### SHORT TASK
Pick out every line in the entries below that contains the string "leaf" and copy each one. Matching is case-sensitive.
======== RAW RECORDS
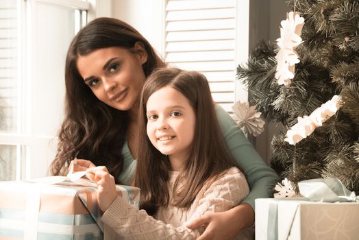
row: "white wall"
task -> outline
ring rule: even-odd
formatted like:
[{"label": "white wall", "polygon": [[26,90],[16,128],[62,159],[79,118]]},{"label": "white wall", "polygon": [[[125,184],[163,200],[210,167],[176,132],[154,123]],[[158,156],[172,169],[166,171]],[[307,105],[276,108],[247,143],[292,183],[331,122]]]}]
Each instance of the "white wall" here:
[{"label": "white wall", "polygon": [[[286,19],[290,10],[285,0],[251,0],[249,49],[262,39],[275,41],[280,36],[280,21]],[[264,132],[251,141],[262,158],[269,162],[270,145],[273,134],[281,128],[273,123],[266,123]]]},{"label": "white wall", "polygon": [[[138,8],[141,5],[141,8]],[[163,0],[112,0],[113,17],[136,28],[163,56],[164,23]]]},{"label": "white wall", "polygon": [[[163,56],[164,5],[164,0],[112,0],[112,16],[136,28]],[[278,38],[280,21],[288,11],[285,0],[251,0],[249,8],[249,49],[261,39],[274,41]],[[250,140],[263,159],[268,161],[271,139],[278,128],[269,123],[267,125],[264,132]]]}]

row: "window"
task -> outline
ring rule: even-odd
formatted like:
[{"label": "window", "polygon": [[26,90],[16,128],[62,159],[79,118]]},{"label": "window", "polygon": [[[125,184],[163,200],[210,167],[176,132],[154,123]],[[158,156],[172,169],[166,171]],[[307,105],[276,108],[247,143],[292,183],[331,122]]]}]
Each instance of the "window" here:
[{"label": "window", "polygon": [[0,0],[0,180],[47,173],[63,115],[66,53],[89,8]]}]

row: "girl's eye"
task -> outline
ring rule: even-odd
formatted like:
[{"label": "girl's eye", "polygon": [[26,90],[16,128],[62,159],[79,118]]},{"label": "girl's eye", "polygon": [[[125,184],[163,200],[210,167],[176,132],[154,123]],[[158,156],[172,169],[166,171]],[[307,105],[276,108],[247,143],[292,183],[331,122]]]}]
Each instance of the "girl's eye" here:
[{"label": "girl's eye", "polygon": [[108,71],[110,73],[113,73],[113,72],[114,72],[116,70],[117,70],[119,69],[119,67],[120,67],[120,64],[114,64],[112,65],[111,67],[110,67],[110,69],[108,69]]},{"label": "girl's eye", "polygon": [[88,81],[88,85],[90,86],[94,86],[97,85],[99,82],[100,80],[98,78],[94,78],[93,80]]},{"label": "girl's eye", "polygon": [[157,119],[158,117],[157,115],[149,115],[149,117],[147,117],[147,119],[149,120],[155,120],[155,119]]},{"label": "girl's eye", "polygon": [[172,117],[180,117],[182,116],[182,113],[180,112],[171,112],[171,116]]}]

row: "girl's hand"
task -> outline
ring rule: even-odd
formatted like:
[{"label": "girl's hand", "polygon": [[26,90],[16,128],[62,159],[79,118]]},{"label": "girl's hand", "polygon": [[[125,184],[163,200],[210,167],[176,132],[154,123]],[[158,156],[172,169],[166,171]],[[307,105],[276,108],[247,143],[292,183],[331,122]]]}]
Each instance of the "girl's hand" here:
[{"label": "girl's hand", "polygon": [[97,185],[97,202],[105,212],[117,197],[114,178],[104,166],[89,168],[87,172],[86,176]]},{"label": "girl's hand", "polygon": [[201,226],[206,227],[203,233],[197,240],[232,240],[242,229],[249,227],[253,221],[252,207],[243,203],[224,212],[204,215],[188,225],[187,228],[193,230]]}]

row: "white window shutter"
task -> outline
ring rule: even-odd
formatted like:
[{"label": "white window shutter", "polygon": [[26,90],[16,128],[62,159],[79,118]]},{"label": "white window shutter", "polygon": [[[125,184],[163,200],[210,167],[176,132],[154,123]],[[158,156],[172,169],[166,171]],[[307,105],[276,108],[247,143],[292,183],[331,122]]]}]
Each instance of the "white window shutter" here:
[{"label": "white window shutter", "polygon": [[0,131],[16,130],[16,1],[0,1]]},{"label": "white window shutter", "polygon": [[164,58],[171,66],[198,71],[215,102],[232,112],[235,101],[236,0],[168,0]]}]

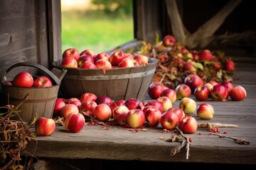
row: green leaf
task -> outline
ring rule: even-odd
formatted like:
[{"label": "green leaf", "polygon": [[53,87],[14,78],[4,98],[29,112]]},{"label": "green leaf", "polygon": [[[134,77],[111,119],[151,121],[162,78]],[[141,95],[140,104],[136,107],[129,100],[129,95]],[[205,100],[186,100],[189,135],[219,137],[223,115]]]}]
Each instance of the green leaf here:
[{"label": "green leaf", "polygon": [[201,70],[203,70],[203,65],[200,62],[193,62],[193,66],[196,68],[200,69]]}]

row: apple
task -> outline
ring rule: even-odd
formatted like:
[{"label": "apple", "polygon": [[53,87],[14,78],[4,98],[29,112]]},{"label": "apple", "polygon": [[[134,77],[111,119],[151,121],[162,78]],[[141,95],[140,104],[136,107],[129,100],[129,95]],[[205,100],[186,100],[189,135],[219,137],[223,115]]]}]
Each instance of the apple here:
[{"label": "apple", "polygon": [[187,61],[183,64],[183,69],[185,71],[190,72],[191,73],[196,73],[197,69],[193,66],[193,61]]},{"label": "apple", "polygon": [[[163,104],[161,102],[158,101],[156,100],[150,101],[147,102],[144,108],[151,108],[151,107],[147,107],[147,106],[150,106],[157,108],[161,111],[161,113],[164,113],[164,106],[163,106]],[[146,109],[147,109],[147,108],[146,108]],[[146,111],[146,110],[143,109],[143,111],[145,113],[144,110]]]},{"label": "apple", "polygon": [[62,108],[65,104],[66,103],[63,101],[63,100],[62,100],[61,98],[57,98],[55,105],[54,105],[53,113],[53,115],[60,115]]},{"label": "apple", "polygon": [[163,111],[166,112],[168,109],[172,107],[172,102],[170,98],[166,96],[161,96],[156,98],[156,101],[160,102],[163,106]]},{"label": "apple", "polygon": [[122,60],[121,62],[118,64],[118,67],[134,67],[134,64],[133,61],[129,58],[124,58],[123,60]]},{"label": "apple", "polygon": [[80,97],[79,98],[79,100],[81,101],[81,103],[85,102],[85,101],[96,101],[97,96],[95,94],[85,92],[83,93]]},{"label": "apple", "polygon": [[193,93],[195,89],[204,84],[203,79],[197,74],[189,74],[185,77],[184,84],[188,85]]},{"label": "apple", "polygon": [[171,110],[164,112],[161,116],[160,124],[163,128],[174,129],[178,124],[178,117]]},{"label": "apple", "polygon": [[71,103],[71,104],[74,104],[76,106],[78,106],[78,108],[79,108],[81,106],[81,101],[78,98],[68,98],[68,101],[66,101],[66,103]]},{"label": "apple", "polygon": [[159,109],[150,108],[144,113],[146,122],[149,127],[156,127],[159,125],[160,118],[162,115]]},{"label": "apple", "polygon": [[151,84],[148,89],[148,94],[151,98],[156,99],[167,89],[169,89],[167,86],[161,84]]},{"label": "apple", "polygon": [[41,136],[49,136],[55,132],[55,127],[53,119],[40,117],[36,121],[36,133]]},{"label": "apple", "polygon": [[225,101],[229,96],[228,89],[220,84],[215,85],[210,90],[210,95],[213,101]]},{"label": "apple", "polygon": [[209,98],[210,90],[205,85],[199,86],[195,89],[193,94],[198,101],[206,101]]},{"label": "apple", "polygon": [[198,53],[200,61],[208,61],[210,62],[213,60],[213,55],[212,52],[208,50],[203,50]]},{"label": "apple", "polygon": [[149,59],[147,56],[139,54],[134,57],[134,60],[139,64],[144,65],[149,63]]},{"label": "apple", "polygon": [[117,115],[129,112],[129,108],[125,105],[120,105],[112,110],[112,117],[117,120]]},{"label": "apple", "polygon": [[176,113],[176,115],[178,115],[178,122],[185,117],[185,113],[183,111],[183,110],[182,108],[170,108],[169,109],[168,109],[167,111],[173,111],[175,113]]},{"label": "apple", "polygon": [[133,108],[141,108],[139,107],[142,104],[142,102],[136,98],[129,98],[124,103],[124,105],[129,108],[129,110]]},{"label": "apple", "polygon": [[163,45],[165,47],[172,47],[176,42],[176,39],[173,35],[166,35],[163,38]]},{"label": "apple", "polygon": [[224,62],[224,69],[230,72],[235,71],[235,62],[232,60],[225,61]]},{"label": "apple", "polygon": [[191,89],[185,84],[180,84],[175,88],[176,99],[181,100],[184,97],[189,97],[191,94]]},{"label": "apple", "polygon": [[233,82],[231,82],[231,81],[224,81],[221,84],[221,85],[225,86],[229,91],[230,91],[230,90],[231,90],[232,89],[233,89],[233,87],[234,87],[234,84],[233,84]]},{"label": "apple", "polygon": [[118,66],[125,57],[124,52],[117,50],[112,52],[109,60],[112,66]]},{"label": "apple", "polygon": [[112,69],[111,63],[108,60],[104,59],[100,59],[97,60],[97,62],[95,62],[95,66],[98,69],[102,69],[103,70],[104,74],[106,74],[106,69]]},{"label": "apple", "polygon": [[92,115],[99,121],[107,121],[112,115],[112,110],[108,104],[102,103],[98,104],[92,110]]},{"label": "apple", "polygon": [[33,78],[29,72],[20,72],[14,76],[12,84],[14,86],[32,87],[33,82]]},{"label": "apple", "polygon": [[105,52],[100,52],[99,54],[97,54],[94,60],[95,60],[95,62],[96,62],[97,60],[99,60],[100,59],[102,59],[102,60],[109,60],[109,58],[110,57],[110,55],[109,54],[107,54]]},{"label": "apple", "polygon": [[82,56],[82,55],[89,55],[92,57],[92,58],[94,58],[96,56],[96,52],[95,52],[94,51],[92,51],[92,50],[90,49],[85,49],[83,50],[80,53],[80,56]]},{"label": "apple", "polygon": [[101,103],[105,103],[108,106],[110,106],[112,103],[113,103],[113,100],[107,96],[100,96],[96,98],[95,102],[98,105]]},{"label": "apple", "polygon": [[60,114],[61,117],[65,118],[67,118],[68,115],[72,112],[78,113],[79,109],[75,104],[68,103],[61,108]]},{"label": "apple", "polygon": [[163,91],[163,92],[161,94],[161,96],[168,97],[169,98],[171,99],[171,103],[174,103],[174,102],[176,101],[177,94],[175,90],[172,89],[167,89]]},{"label": "apple", "polygon": [[118,123],[118,125],[124,126],[126,125],[127,123],[127,113],[122,113],[120,114],[118,114],[117,115],[117,122]]},{"label": "apple", "polygon": [[210,120],[213,118],[214,108],[213,107],[206,103],[201,103],[196,109],[196,114],[198,117],[201,119]]},{"label": "apple", "polygon": [[84,128],[85,116],[81,113],[70,113],[65,120],[65,128],[70,132],[79,132]]},{"label": "apple", "polygon": [[71,57],[67,57],[63,59],[61,64],[62,67],[64,68],[78,68],[78,61]]},{"label": "apple", "polygon": [[230,90],[230,96],[233,101],[242,101],[247,96],[245,89],[242,86],[235,86]]},{"label": "apple", "polygon": [[179,108],[182,108],[186,114],[193,114],[196,110],[196,102],[191,98],[184,97],[179,103]]},{"label": "apple", "polygon": [[53,82],[50,78],[41,76],[38,76],[33,82],[34,87],[50,87],[53,86]]},{"label": "apple", "polygon": [[84,64],[85,62],[90,61],[95,64],[94,58],[92,56],[84,55],[79,57],[78,60],[78,67],[81,67],[82,64]]},{"label": "apple", "polygon": [[132,128],[142,127],[146,121],[144,113],[139,108],[129,110],[127,115],[127,123]]},{"label": "apple", "polygon": [[193,133],[198,128],[196,119],[191,115],[185,116],[178,123],[178,128],[183,133]]},{"label": "apple", "polygon": [[66,49],[63,53],[63,59],[65,57],[72,57],[74,58],[76,61],[78,60],[80,57],[80,53],[78,50],[74,47],[70,47]]},{"label": "apple", "polygon": [[92,110],[97,106],[97,104],[94,101],[85,101],[82,103],[80,109],[85,115],[90,116],[92,115]]}]

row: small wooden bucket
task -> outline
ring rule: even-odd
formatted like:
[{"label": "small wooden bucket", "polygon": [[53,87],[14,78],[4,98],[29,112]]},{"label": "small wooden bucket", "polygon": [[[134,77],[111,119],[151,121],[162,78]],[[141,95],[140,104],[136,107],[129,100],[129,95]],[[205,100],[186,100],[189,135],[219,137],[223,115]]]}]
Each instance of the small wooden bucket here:
[{"label": "small wooden bucket", "polygon": [[[43,74],[46,74],[46,76],[48,76],[51,79],[53,86],[26,88],[6,85],[6,82],[10,81],[8,81],[7,74],[11,70],[14,70],[14,68],[23,66],[32,67],[38,69],[39,72],[43,71]],[[54,105],[58,95],[61,80],[66,72],[66,69],[60,71],[55,68],[53,68],[50,72],[42,65],[28,62],[15,64],[6,71],[1,81],[4,101],[7,104],[16,106],[26,96],[28,96],[27,100],[25,100],[18,110],[21,110],[18,114],[20,118],[28,124],[33,122],[36,114],[38,114],[38,118],[50,118],[53,116]],[[13,119],[17,120],[18,117],[14,117]],[[33,125],[31,125],[31,126]]]},{"label": "small wooden bucket", "polygon": [[[53,63],[60,67],[61,60]],[[144,65],[107,69],[67,68],[60,91],[65,98],[79,98],[83,93],[107,96],[113,101],[136,98],[143,100],[152,81],[157,60],[151,58]]]}]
================
### SOLUTION BELOW
row: green leaf
[{"label": "green leaf", "polygon": [[53,87],[14,78],[4,98],[29,112]]},{"label": "green leaf", "polygon": [[[134,77],[111,119],[151,121],[162,78]],[[141,95],[140,104],[136,107],[129,100],[129,95]],[[205,100],[186,100],[189,135],[219,137],[223,115]]]}]
Each instance of the green leaf here:
[{"label": "green leaf", "polygon": [[201,70],[203,70],[203,65],[200,62],[193,62],[193,66],[196,68],[200,69]]}]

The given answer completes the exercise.